Tugas yang Diberikan
Salin persis bagian halaman di bawah, seluruhnya mulai dari "Bagaimana RI Mengantisipasi" terus ke bawah sampai "energi di dunia.".

Halaman
------------------------------------
Bagaimana RI Mengantisipasi Krisis Energi Dunia?
-
Pembangkit Listrik Tenaga Angin
Dunia tengah dihadapkan dengan ancaman krisis energi. Harga minyak dunia mengalami kenaikan bahkan mencatat rekor tertinggi dalam tujuh tahun terakhir. Sebenarnya, apa penyebab krisis energi?
Krisis energi dapat melanda seluruh belahan dunia, baik negara maju maupun negara berkembang. Tingginya konsumsi energi ditambah dengan sumber daya yang semakin berkurang menyumbang pengaruh besar dalam krisis energi di dunia.
Krisis energi adalah kekurangan atau gangguan pada penyediaan pasokan energi, menurut Collinsdictionary. Krisis energi juga dapat diartikan sebagai kurangnya persediaan sumber daya energi atau peningkatan terhadap harga sumber daya, seperti minyak bumi.
------------------------------------
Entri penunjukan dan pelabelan
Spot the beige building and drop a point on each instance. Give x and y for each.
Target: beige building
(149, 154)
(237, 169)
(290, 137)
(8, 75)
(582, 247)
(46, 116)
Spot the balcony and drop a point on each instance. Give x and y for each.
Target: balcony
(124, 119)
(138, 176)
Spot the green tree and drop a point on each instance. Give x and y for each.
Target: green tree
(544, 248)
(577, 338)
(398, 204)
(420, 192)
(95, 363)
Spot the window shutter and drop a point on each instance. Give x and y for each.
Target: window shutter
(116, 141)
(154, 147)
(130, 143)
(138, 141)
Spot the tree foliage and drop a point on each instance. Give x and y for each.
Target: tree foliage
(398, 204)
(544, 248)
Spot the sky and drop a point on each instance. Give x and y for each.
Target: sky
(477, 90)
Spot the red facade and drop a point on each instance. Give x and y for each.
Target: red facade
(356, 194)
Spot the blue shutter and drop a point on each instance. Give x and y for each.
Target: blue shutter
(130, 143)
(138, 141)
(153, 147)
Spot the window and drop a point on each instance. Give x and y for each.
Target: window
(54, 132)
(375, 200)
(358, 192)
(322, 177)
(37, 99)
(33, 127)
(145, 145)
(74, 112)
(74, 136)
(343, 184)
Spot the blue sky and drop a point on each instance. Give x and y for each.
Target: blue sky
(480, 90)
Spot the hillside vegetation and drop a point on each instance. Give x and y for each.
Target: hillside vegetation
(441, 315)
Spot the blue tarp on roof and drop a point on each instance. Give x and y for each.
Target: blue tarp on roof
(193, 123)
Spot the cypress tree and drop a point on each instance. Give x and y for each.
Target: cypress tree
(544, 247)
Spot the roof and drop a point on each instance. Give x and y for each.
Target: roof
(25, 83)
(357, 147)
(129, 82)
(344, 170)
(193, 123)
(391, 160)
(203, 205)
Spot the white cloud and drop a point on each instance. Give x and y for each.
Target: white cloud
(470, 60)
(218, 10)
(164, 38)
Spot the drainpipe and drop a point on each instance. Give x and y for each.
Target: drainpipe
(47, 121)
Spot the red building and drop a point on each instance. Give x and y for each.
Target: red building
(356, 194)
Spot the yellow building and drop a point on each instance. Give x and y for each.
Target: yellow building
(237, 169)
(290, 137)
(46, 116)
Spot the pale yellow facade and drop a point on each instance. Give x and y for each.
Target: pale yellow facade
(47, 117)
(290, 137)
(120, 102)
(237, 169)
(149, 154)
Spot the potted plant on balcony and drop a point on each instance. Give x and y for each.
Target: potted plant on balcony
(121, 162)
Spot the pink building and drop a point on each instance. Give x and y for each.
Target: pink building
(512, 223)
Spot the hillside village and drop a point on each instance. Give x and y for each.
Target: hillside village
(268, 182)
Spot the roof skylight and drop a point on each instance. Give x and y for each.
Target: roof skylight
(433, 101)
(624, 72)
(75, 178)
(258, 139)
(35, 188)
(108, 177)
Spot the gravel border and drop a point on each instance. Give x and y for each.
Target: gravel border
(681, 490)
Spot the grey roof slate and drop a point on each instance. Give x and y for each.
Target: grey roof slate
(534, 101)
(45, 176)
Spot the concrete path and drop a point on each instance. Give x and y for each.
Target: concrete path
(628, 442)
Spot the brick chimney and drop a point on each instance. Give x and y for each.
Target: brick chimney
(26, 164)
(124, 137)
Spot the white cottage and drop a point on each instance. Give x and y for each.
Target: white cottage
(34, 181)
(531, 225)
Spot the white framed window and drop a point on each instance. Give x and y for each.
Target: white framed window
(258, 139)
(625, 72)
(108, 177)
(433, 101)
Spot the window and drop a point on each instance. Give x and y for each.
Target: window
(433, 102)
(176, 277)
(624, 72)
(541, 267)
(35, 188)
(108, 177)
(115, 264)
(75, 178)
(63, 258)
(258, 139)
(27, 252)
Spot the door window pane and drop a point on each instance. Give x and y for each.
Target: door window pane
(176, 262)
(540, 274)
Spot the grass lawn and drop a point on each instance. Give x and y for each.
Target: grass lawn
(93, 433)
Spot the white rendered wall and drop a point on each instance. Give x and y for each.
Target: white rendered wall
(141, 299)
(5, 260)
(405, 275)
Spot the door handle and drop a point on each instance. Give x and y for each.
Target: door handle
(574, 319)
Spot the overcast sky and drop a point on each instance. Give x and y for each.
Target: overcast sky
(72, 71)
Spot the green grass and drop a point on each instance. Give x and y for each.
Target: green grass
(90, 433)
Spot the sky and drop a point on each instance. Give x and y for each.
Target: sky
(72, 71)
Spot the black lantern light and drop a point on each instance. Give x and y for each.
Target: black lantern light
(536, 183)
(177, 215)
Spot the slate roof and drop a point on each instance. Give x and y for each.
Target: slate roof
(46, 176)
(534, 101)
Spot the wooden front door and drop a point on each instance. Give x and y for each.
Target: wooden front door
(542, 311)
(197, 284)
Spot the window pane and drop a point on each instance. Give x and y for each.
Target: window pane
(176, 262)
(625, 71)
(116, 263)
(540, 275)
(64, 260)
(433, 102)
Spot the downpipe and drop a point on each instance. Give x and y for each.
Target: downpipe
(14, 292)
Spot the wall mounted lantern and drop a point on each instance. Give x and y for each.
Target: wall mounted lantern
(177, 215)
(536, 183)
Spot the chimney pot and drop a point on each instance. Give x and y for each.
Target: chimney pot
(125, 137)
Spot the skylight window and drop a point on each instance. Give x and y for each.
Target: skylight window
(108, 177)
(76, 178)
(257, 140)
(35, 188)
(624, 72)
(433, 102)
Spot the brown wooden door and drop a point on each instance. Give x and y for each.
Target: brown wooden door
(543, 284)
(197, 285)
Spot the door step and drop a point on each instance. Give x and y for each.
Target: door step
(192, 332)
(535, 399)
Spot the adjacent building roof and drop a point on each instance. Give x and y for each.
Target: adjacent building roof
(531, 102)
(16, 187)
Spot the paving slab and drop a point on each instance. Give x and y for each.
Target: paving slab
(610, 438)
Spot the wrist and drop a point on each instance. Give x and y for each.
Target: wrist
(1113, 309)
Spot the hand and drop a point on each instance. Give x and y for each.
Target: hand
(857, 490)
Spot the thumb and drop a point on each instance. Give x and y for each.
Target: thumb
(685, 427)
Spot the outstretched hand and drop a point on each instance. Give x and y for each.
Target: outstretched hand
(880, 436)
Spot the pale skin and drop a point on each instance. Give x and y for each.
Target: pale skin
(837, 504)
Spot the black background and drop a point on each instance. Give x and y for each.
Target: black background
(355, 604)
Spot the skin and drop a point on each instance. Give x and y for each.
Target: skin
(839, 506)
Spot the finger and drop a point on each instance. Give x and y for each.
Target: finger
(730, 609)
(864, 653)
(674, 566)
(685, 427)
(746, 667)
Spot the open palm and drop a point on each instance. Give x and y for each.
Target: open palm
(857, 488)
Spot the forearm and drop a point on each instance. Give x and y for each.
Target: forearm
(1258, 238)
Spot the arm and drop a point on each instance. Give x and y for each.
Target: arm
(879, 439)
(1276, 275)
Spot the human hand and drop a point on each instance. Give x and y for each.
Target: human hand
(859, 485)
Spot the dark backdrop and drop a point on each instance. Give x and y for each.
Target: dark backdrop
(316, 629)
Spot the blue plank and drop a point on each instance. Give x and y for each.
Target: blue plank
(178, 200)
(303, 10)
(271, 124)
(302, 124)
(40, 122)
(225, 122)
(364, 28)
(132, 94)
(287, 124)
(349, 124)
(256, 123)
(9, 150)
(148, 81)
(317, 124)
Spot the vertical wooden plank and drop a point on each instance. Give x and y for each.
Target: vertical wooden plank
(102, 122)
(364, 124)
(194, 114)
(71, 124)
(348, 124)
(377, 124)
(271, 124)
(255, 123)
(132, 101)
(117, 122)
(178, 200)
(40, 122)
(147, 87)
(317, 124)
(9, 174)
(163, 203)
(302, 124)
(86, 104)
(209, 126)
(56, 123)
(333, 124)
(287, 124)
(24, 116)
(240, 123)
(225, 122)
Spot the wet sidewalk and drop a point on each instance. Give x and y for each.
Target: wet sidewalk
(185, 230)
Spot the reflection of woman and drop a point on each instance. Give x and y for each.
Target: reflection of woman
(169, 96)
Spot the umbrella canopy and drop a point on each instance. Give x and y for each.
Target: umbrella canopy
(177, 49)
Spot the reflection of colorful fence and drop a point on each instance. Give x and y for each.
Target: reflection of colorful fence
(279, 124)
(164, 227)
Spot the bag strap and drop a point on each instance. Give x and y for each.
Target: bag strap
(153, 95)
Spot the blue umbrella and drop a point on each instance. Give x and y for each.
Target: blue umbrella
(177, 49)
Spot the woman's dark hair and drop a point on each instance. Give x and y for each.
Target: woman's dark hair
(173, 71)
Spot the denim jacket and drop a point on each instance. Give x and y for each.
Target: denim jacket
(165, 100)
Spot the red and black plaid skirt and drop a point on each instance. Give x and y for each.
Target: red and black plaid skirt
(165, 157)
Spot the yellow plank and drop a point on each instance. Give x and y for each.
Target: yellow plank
------------------------------------
Hasil
Bagaimana RI Mengantisipasi Krisis Energi Dunia?
-
Pembangkit Listrik Tenaga Angin
Dunia tengah dihadapkan dengan ancaman krisis energi. Harga minyak dunia mengalami kenaikan bahkan mencatat rekor tertinggi dalam tujuh tahun terakhir. Sebenarnya, apa penyebab krisis energi?
Krisis energi dapat melanda seluruh belahan dunia, baik negara maju maupun negara berkembang. Tingginya konsumsi energi ditambah dengan sumber daya yang semakin berkurang menyumbang pengaruh besar dalam krisis energi di dunia.